▶ Exercise requirements: What is needed is an exact transcription of the line with "Can you find the uniform" and all the lines that follow it in the entries below; add nothing else.
═══ Material for this task
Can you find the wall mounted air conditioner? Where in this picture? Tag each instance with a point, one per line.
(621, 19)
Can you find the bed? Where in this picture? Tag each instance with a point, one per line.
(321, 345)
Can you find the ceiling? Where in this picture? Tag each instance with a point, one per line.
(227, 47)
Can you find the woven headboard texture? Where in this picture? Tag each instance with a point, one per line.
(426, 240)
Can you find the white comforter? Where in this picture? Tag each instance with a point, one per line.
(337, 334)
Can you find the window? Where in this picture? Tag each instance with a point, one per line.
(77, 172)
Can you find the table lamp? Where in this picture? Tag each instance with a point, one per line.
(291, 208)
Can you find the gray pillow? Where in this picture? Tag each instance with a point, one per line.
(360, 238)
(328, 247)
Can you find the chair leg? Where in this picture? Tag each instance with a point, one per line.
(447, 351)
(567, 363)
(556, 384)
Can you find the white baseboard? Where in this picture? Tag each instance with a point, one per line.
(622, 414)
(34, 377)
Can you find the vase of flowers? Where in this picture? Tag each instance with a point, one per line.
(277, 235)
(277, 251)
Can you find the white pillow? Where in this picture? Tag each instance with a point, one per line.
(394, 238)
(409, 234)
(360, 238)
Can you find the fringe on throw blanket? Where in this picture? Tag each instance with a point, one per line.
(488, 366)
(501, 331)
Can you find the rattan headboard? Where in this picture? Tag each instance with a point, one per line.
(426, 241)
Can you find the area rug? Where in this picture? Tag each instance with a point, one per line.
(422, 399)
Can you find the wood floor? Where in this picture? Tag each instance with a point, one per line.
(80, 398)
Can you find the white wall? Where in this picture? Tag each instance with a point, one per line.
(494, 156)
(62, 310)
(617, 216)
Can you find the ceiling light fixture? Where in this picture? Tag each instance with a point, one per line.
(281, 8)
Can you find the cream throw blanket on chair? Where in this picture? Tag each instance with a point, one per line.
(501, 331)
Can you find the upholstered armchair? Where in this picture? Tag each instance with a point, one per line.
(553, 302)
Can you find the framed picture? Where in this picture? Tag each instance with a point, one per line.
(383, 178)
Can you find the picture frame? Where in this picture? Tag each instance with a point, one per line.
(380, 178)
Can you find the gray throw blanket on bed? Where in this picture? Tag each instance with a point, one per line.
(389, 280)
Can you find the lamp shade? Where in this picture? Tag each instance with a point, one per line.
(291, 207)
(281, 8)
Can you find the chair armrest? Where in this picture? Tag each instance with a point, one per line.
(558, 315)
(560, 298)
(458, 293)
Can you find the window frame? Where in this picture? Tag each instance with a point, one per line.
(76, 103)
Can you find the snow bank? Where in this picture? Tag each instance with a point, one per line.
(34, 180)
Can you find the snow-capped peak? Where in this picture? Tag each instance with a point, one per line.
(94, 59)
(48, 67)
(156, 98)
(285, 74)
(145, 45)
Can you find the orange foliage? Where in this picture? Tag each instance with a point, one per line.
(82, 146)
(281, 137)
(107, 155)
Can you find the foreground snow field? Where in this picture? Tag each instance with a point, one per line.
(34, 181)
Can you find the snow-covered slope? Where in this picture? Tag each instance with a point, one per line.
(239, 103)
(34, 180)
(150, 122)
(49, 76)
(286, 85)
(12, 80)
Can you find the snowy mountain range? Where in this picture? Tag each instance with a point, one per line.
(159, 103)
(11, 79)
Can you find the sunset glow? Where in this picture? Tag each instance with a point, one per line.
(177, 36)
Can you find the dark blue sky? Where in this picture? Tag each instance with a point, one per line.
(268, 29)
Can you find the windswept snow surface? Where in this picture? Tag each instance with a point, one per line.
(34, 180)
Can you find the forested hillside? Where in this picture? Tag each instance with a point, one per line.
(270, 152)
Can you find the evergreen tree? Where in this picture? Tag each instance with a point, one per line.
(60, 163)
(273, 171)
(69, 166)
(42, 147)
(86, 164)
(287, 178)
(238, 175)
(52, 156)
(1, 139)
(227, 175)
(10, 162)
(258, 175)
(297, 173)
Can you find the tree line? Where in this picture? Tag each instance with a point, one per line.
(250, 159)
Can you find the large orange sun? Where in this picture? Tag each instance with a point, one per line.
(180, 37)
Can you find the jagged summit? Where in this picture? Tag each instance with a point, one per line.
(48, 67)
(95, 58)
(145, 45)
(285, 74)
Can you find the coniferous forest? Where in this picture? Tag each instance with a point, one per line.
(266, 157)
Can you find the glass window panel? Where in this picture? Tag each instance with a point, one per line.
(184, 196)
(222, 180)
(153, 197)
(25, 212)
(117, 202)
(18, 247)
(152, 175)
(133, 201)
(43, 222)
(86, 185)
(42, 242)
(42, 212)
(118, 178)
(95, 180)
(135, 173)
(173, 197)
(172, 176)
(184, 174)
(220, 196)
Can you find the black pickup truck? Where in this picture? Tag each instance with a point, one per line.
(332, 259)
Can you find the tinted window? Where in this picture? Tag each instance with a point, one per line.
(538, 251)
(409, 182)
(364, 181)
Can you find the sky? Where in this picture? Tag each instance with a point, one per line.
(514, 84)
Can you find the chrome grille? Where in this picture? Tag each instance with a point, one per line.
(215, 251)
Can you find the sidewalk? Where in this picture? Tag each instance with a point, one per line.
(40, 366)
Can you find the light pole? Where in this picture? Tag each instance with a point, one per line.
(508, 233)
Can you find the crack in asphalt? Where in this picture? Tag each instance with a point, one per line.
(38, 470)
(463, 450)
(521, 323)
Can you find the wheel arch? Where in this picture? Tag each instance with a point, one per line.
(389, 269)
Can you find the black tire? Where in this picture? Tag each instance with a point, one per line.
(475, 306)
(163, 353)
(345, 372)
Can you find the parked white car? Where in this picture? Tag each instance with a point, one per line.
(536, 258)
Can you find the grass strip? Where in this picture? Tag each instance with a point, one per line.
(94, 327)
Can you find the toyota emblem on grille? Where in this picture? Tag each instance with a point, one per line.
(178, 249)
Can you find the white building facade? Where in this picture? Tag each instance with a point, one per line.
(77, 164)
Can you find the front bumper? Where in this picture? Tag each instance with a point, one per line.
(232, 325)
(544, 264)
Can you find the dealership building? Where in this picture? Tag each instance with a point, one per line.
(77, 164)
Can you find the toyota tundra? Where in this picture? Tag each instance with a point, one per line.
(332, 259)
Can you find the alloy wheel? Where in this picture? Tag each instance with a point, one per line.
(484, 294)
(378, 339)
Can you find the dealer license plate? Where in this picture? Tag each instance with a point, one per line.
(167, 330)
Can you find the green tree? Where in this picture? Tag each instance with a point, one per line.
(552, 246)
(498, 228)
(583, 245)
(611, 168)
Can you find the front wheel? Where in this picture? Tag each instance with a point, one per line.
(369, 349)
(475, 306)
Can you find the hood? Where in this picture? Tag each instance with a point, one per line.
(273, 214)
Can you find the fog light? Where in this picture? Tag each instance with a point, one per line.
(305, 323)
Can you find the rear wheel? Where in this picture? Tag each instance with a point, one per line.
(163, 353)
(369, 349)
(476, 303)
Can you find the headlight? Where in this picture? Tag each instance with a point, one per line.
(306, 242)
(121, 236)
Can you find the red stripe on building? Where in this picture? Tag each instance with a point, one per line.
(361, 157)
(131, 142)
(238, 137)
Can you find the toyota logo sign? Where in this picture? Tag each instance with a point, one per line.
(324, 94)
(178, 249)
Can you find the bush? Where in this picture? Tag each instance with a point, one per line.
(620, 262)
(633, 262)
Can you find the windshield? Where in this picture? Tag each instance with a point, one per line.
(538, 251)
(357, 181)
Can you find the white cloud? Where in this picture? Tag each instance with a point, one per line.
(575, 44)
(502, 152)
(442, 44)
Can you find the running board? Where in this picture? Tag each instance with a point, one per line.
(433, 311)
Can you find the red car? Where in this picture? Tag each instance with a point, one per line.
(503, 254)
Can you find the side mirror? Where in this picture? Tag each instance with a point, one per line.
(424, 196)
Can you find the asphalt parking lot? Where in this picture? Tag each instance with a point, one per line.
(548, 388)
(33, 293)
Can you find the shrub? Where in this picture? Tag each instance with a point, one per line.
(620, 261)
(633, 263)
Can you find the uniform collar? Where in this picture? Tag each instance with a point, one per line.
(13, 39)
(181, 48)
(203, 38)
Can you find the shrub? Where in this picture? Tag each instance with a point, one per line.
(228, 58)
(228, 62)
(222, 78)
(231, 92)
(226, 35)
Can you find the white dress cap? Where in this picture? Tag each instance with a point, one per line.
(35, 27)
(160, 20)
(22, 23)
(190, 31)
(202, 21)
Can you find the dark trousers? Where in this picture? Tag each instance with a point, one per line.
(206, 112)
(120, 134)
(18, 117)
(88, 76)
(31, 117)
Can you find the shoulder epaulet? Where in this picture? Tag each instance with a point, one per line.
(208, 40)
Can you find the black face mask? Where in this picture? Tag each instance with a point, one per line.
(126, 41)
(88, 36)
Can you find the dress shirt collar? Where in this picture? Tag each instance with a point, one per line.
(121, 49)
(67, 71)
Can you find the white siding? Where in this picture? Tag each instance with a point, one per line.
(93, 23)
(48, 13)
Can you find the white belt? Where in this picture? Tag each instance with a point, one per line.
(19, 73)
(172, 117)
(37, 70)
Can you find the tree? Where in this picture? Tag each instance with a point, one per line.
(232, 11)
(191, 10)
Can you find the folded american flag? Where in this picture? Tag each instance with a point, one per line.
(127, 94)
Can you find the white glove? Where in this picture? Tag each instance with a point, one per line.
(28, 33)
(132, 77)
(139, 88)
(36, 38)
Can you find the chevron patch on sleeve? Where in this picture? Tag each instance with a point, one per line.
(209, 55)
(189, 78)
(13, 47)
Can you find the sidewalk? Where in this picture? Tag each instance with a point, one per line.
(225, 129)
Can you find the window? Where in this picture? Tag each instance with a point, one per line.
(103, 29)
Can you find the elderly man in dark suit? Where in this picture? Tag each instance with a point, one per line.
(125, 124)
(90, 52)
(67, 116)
══════
▶ Response to the task:
Can you find the uniform collar? Where in this picture? Tag each instance with a point, one per line.
(13, 39)
(181, 48)
(203, 38)
Can you find the shrub? Where in this picture? Tag each instance with a point, one per line.
(228, 58)
(228, 62)
(222, 78)
(231, 92)
(226, 35)
Can you find the white dress cap? Where in this picture? Tag each instance with a point, one per line.
(35, 27)
(160, 20)
(22, 23)
(190, 31)
(202, 21)
Can you find the dark trousers? Where in this picture? Tag each instance with a point, one per line.
(206, 112)
(120, 134)
(18, 117)
(88, 76)
(31, 117)
Can you find the shoulder epaulet? Where in this picture? Tag each instance with a point, one per line.
(208, 40)
Can you find the black face mask? Where in this picture? Tag each instance with a point, one per line.
(126, 41)
(88, 36)
Can you find the dress shirt collar? Where in this picture? Tag each instance with a point, one per line.
(121, 49)
(67, 71)
Can you find the white siding? Where in this picture? Tag each instance with a point, one per line.
(93, 23)
(48, 13)
Can you find the white belt? Where in this picture? Tag each instance with a point, one per line.
(19, 73)
(172, 117)
(37, 70)
Can you find the tree? Where in this picture? Tag each instance with a point, one per line.
(232, 11)
(191, 10)
Can you find the folded american flag? Where in this picture? Tag each instance with a point, one per line.
(127, 94)
Can you find the white glove? Where in this picture? Tag each instance with a point, one per line.
(28, 33)
(132, 77)
(139, 88)
(36, 38)
Can you find the chevron patch on sleeve? Where in this picture? Tag each instance with a point, one per line.
(209, 55)
(189, 78)
(13, 47)
Can you find the sidewalk? Where in this picture? Tag each instance with a point, one per line.
(225, 129)
Can you find the window? Where in this picture? Tag each instance with a point, one per line.
(103, 29)
Can you find the elderly man in dark suit? Where in this picture? Tag each instance with a point, one per line.
(125, 124)
(90, 52)
(67, 116)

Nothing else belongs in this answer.